**Estratto del documento:**
◇ ◇ ◇ ◇ ◇ ◇ ◇
L’integrità di un oggetto ha il potenziale di avviare processi evocativi. Gli oggetti hanno una loro struttura e bellezza che va rispettata, e proprio perché hanno questa integrità che li rende vivi e pulsanti possono rendersi disponibili all’incontro con altri oggetti fonte di emozioni. Accadono allora i processi di decostruzione, le configurazioni precedentemente costruite si dissolvono e si producono nuove forme con una loro rinnovata integrità e compiutezza. Questo processo costruttivo-decostruttivo-costruttivo (Bollas, 1995) è sano e vitale proprio perché ci muoviamo nel campo di incontri tra oggetti, persone, configurazioni che hanno una loro struttura che li tiene insieme. Questa integrità degli oggetti la possiedono anche le configurazioni astratte, anche il dripping di Pollock, o i disegni di una forma nascente di Klee, in quanto prodotte da un organismo vivente, integro, l’autore. Funzionano come oggetti evocativi che attivano i processi di soggettivazione quelle storie, disegni, musiche, che hanno una loro integrità di funzionamento unitario dinamico vitale e che per questo possono essere usate per processi di ricreazione da parte del soggetto, che assimila e riorganizza continuamente anche la struttura delle nuove esperienze. L’oggetto non è solo un contenitore delle proiezioni del soggetto, ma ha una sua struttura distinta, una sua compiutezza che lo rende una unità dinamica e funzionale: quando il soggetto lo utilizza per elaborare e articolare il sé entra in contatto con la compiutezza dell’oggetto che ha una sua autonomia di vita, quella che indichiamo come ‘bellezza’ e che non ha più bisogno dell’intervento dell’altro per esistere. Come l’opera d’arte che continua a vivere, separata dall’autore. Inizia così un percorso verso la creazione di una propria nuova compiutezza, la rappresentazione di un sé che funziona con una coesione sufficiente alla sopravvivenza dell’individuo in un mondo condiviso, con una bellezza che ne costituisce la coesione comunicante e autonoma.

Le tecniche costruttive-narrative sono storie che raccontiamo con i pazienti, formate dalle interpretazioni nelle sedute di analisi, che posticipano il momento dell’assenza e del vuoto. Lo spazio vuoto da costruzioni significanti, costituito da un contesto relazionale solido e rinnovabile, può dare vita al divenire di nuovi oggetti integri, frutto di questi incontri. La tecnica analitica consiste nella capacità condivisa di disegnare un quadro solido e mutevole, disponibile a diventare molte storie. Una teoria psicodinamica della soggettivazione (Bollas, 2009) permette di avere una base sicura (Balint, 1967) e al tempo stesso di trasformarla continuamente a seconda del contesto interno/esterno.

Convivono così la possibilità in analisi di farsi usare dal paziente per la costruzione del suo sé e la disponibilità a funzionare come l’oggetto vivo che apre la strada all’incontro con oggetti non-me con la loro forza attrattiva percettivo-sensoriale che, non intrusivi e non alienanti, ma dotati di un significato a loro conferito dal soggetto, entrano a far parte del suo mondo interiore. Quello che occorre è ampliare il contenitore mentale per ospitare una pluralità dinamica in relazione e istituire quel dialogo interiore permanente tra tanti stati del sé in attesa di poterli esprimere, lasciandone talvolta alcuni silenti.
◇ ◇ ◇ ◇ ◇ ◇ ◇
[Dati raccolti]
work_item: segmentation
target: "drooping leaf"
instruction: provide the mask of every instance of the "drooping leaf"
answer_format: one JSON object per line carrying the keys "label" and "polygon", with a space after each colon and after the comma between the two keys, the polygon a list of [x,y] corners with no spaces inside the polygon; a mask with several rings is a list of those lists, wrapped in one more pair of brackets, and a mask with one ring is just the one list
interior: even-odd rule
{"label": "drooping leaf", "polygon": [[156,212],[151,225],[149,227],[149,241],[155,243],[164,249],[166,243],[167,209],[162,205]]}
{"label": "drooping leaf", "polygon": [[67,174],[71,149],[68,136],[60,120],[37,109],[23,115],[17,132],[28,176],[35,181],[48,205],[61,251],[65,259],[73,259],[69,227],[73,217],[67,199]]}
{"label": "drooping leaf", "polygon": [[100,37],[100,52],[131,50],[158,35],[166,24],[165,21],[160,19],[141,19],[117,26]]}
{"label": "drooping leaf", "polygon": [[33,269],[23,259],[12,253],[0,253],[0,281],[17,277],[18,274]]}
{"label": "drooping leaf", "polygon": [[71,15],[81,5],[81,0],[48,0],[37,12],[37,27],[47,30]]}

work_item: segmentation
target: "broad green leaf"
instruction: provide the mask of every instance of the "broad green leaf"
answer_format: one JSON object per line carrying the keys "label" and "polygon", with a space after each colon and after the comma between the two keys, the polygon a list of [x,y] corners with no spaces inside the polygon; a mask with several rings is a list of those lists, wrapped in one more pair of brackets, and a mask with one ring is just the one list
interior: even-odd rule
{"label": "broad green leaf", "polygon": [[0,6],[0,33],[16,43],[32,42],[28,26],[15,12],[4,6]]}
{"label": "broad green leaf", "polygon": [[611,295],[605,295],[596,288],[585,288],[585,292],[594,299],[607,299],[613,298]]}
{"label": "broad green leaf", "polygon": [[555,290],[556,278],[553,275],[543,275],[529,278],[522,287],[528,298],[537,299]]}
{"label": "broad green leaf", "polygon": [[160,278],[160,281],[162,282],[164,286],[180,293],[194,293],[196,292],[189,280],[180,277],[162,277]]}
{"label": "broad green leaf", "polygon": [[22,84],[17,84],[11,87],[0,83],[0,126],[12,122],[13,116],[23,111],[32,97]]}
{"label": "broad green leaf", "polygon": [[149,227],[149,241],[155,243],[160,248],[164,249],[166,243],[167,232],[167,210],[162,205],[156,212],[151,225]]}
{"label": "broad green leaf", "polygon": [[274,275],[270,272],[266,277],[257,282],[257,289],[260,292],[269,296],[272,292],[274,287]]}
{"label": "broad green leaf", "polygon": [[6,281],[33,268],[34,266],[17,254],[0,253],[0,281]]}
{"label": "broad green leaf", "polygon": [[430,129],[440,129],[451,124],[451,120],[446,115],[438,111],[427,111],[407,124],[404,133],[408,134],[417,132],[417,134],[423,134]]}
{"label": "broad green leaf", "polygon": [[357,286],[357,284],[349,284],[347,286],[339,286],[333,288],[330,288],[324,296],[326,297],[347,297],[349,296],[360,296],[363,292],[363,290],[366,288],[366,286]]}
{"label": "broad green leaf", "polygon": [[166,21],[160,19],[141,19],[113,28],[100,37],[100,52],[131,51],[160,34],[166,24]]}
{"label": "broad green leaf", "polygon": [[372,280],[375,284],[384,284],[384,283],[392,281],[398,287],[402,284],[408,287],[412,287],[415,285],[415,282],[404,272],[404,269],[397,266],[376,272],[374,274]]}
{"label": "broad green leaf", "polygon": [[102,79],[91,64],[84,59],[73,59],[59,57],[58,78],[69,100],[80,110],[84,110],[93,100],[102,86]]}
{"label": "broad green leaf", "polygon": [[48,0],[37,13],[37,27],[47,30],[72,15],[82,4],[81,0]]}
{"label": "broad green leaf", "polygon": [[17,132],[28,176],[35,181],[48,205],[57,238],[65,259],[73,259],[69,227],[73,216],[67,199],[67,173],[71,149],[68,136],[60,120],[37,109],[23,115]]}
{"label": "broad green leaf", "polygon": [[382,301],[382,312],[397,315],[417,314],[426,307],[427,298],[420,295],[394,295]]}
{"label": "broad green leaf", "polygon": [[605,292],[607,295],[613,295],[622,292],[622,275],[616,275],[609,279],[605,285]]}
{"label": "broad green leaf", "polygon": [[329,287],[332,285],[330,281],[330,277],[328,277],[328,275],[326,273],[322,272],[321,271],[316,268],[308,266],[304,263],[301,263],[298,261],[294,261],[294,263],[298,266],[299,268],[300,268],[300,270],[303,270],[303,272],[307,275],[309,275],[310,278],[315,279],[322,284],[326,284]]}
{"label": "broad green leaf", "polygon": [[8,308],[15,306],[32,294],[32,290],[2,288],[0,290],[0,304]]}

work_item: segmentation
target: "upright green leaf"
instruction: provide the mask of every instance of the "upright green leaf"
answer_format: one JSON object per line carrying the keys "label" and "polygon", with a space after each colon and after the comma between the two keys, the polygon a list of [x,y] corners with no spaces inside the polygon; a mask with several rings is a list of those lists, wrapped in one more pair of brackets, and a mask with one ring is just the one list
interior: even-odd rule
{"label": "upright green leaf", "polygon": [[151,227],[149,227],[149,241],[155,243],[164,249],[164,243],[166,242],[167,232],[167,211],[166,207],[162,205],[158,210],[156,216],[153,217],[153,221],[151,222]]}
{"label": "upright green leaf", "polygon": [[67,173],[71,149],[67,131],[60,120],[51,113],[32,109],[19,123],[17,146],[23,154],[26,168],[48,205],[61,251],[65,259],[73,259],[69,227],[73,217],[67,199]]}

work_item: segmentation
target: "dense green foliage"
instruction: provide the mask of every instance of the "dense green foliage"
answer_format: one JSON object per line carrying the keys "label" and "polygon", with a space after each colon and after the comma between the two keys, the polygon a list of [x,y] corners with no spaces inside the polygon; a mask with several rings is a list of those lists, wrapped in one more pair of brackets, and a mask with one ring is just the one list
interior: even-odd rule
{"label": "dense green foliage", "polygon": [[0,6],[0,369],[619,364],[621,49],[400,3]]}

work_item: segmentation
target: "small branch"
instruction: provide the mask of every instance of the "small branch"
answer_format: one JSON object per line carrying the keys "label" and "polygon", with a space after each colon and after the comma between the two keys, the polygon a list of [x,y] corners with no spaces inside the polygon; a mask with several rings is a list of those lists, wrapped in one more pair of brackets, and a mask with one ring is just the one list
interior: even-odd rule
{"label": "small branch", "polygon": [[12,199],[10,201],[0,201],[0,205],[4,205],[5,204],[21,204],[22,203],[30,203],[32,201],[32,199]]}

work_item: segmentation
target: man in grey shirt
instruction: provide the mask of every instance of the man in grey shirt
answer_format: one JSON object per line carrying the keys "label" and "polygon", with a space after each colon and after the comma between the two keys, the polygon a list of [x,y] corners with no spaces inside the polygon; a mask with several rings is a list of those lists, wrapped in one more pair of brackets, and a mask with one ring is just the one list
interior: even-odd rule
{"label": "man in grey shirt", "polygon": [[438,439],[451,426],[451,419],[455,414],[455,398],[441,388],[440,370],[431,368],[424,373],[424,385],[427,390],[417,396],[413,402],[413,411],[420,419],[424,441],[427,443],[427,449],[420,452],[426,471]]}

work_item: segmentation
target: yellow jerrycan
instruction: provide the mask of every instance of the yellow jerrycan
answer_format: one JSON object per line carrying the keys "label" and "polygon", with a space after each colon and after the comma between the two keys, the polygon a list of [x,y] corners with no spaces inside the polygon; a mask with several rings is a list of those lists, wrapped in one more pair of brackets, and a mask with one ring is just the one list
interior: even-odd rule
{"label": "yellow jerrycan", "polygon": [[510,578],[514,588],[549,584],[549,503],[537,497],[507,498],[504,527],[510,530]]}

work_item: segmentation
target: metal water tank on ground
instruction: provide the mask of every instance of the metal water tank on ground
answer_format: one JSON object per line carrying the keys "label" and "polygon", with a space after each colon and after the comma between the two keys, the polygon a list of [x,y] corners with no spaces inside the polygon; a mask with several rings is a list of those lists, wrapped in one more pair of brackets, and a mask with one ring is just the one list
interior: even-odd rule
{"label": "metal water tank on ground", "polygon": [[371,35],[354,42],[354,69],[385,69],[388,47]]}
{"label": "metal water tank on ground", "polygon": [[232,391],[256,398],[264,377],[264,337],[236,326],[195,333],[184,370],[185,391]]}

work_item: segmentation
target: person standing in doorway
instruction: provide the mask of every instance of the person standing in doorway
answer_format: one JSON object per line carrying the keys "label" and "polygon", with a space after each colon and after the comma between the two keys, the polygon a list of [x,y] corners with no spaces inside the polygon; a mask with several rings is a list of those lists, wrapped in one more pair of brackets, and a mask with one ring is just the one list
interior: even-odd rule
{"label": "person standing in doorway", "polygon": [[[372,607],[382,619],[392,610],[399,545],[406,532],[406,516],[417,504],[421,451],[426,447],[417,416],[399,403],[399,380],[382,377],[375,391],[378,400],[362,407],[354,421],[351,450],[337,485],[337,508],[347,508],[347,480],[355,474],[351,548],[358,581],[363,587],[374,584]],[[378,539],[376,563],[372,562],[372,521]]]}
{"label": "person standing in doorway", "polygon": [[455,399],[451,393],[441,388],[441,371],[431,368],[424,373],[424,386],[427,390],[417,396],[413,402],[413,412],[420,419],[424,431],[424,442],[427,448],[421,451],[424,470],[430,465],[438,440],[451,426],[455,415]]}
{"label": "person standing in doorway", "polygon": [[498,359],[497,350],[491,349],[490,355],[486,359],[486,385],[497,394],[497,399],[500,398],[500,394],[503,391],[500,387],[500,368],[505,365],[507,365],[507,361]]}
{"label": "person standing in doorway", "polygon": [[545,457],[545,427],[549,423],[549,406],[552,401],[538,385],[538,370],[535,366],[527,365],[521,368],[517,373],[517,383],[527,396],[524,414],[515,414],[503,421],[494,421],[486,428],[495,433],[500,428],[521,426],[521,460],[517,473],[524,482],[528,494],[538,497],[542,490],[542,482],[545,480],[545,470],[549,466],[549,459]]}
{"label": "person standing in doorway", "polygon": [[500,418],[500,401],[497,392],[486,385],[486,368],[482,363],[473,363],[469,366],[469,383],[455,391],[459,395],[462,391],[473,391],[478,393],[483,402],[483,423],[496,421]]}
◇ ◇ ◇ ◇ ◇ ◇ ◇
**Domande:**
1. Ricopia dal testo sugli oggetti evocativi il passo che comincia con "Le tecniche costruttive-narrative" e prosegue fino a "del contesto interno/esterno.".
2. Secondo il testo sugli oggetti evocativi, in che cosa consiste la tecnica analitica?
Le voci raccolte non servono per rispondere.

**Soluzioni degli esercizi:**
1.
Le tecniche costruttive-narrative sono storie che raccontiamo con i pazienti, formate dalle interpretazioni nelle sedute di analisi, che posticipano il momento dell’assenza e del vuoto. Lo spazio vuoto da costruzioni significanti, costituito da un contesto relazionale solido e rinnovabile, può dare vita al divenire di nuovi oggetti integri, frutto di questi incontri. La tecnica analitica consiste nella capacità condivisa di disegnare un quadro solido e mutevole, disponibile a diventare molte storie. Una teoria psicodinamica della soggettivazione (Bollas, 2009) permette di avere una base sicura (Balint, 1967) e al tempo stesso di trasformarla continuamente a seconda del contesto interno/esterno.

2. Nella capacità condivisa di disegnare un quadro solido e mutevole, disponibile a diventare molte storie.